▶ Texto de la página:
>>

Hemos leído de un tirón las 448 páginas de Leviathan, or The Whale (Londres: Fourth Estate, 2009), escrito por Philip Hoare, un autor cuya trayectoria biográfica no dejaba adivinar que fuera a publicar un libro como este. Pero lo cierto es que Hoare guardaba una obsesión por las ballenas y una lectura tan profunda de Moby Dick que acabó sacando un texto escrito a la vez como confesión, como enciclopedia ballenera particular, como ejercicio de crítica literaria y casi como un intento de definirse a sí mismo. Su afán de comprensión de las ballenas nos recuerda aquella máxima de George Bernard Shaw: «el hombre es civilizado en la medida en que es capaz de comprender a un gato». Cuánto más humano será, pensamos ahora nosotros, si es capaz de comprender a las ballenas. El libro ganó el año pasado el «Samuel Johnson Prize for Non-Fiction» que convoca anualmente la BBC.

<<

▶ Datos mostrados:
>>

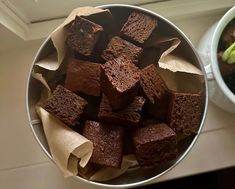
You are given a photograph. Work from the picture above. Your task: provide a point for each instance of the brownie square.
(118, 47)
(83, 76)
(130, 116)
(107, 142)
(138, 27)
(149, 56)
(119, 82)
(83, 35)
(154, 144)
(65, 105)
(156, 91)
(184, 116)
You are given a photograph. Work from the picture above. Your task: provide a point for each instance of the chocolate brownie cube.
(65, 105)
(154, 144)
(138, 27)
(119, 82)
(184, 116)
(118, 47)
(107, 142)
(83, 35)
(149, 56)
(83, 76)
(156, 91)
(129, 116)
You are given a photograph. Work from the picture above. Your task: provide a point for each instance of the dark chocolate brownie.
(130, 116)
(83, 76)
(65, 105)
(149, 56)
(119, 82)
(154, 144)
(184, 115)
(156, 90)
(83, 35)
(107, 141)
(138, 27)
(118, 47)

<<
>>

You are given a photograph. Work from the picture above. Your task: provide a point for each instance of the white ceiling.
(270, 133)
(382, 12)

<<

▶ Objetivo planteado: Anota literalmente el pasaje de la reseña sobre Leviathan que va desde «Hemos leído de» hasta «anualmente la BBC.», ambos incluidos.

▶ Respuesta esperada:
Hemos leído de un tirón las 448 páginas de Leviathan, or The Whale (Londres: Fourth Estate, 2009), escrito por Philip Hoare, un autor cuya trayectoria biográfica no dejaba adivinar que fuera a publicar un libro como este. Pero lo cierto es que Hoare guardaba una obsesión por las ballenas y una lectura tan profunda de Moby Dick que acabó sacando un texto escrito a la vez como confesión, como enciclopedia ballenera particular, como ejercicio de crítica literaria y casi como un intento de definirse a sí mismo. Su afán de comprensión de las ballenas nos recuerda aquella máxima de George Bernard Shaw: «el hombre es civilizado en la medida en que es capaz de comprender a un gato». Cuánto más humano será, pensamos ahora nosotros, si es capaz de comprender a las ballenas. El libro ganó el año pasado el «Samuel Johnson Prize for Non-Fiction» que convoca anualmente la BBC.